== Trecho da fonte ==

08 de fevereiro de 2018
O Diário do Pina viajou ontem para o Poço da Panela. Vestiu fantasia, colocou máscara e foi brincar. Aqui na minha terra, no carnaval, não se dança, não se samba: se brinca. Comprei uma máscara nova quando começaram as prévias do carnaval deste ano, na mão de uma artista, Guya. De papel maché, deixa de fora os olhos e das narinas para baixo. É relativamente confortável, comparada às de Lula Vassoureiro de Bezerros, de outros carnavais.
Estive na casa dele, já se vão duas décadas. Morava em uma casa de taipa, também seu ateliê, em bairro afastado. Na periferia, para lá do cemitério, que, já naquela época, a bem dizer, estava dentro da cidade. A população cresceu, não respeita nem o campo santo. Era um domingo de sol e não foi difícil encontrar sua casa sem saber o nome da rua. Pois Lula Vassoureiro, artesão de tantas máscaras, àquela época já havia ido aos Estados Unidos com tudo pago.
A máscara de Guya é pintada de fundo preto, com pequenos círculos em dourado por fora, azul ou roxo por dentro, cada um com um ponto negro ao meio, como fossem olhos. Apontando para o céu, a máscara possui duas antenas de arame pintadas de dourado. Saem cruzadas do alto da cabeça e se abrem em espiral.
Ao colocar a máscara no rosto, percebi algo inusitado: essas antenas de arame têm poderes mágicos, como o das ciganas que leem mãos e predizem o futuro.

===

Enunciado ▸ Transcreva do texto sobre a máscara de carnaval, acima, tudo desde "Estive na casa" até "com tudo pago.".

== Dados fornecidos ==

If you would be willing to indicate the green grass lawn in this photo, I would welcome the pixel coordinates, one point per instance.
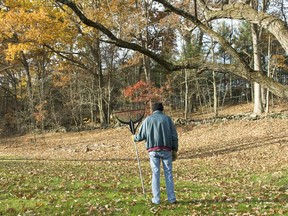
(42, 187)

===

Resolução ▸
Estive na casa dele, já se vão duas décadas. Morava em uma casa de taipa, também seu ateliê, em bairro afastado. Na periferia, para lá do cemitério, que, já naquela época, a bem dizer, estava dentro da cidade. A população cresceu, não respeita nem o campo santo. Era um domingo de sol e não foi difícil encontrar sua casa sem saber o nome da rua. Pois Lula Vassoureiro, artesão de tantas máscaras, àquela época já havia ido aos Estados Unidos com tudo pago.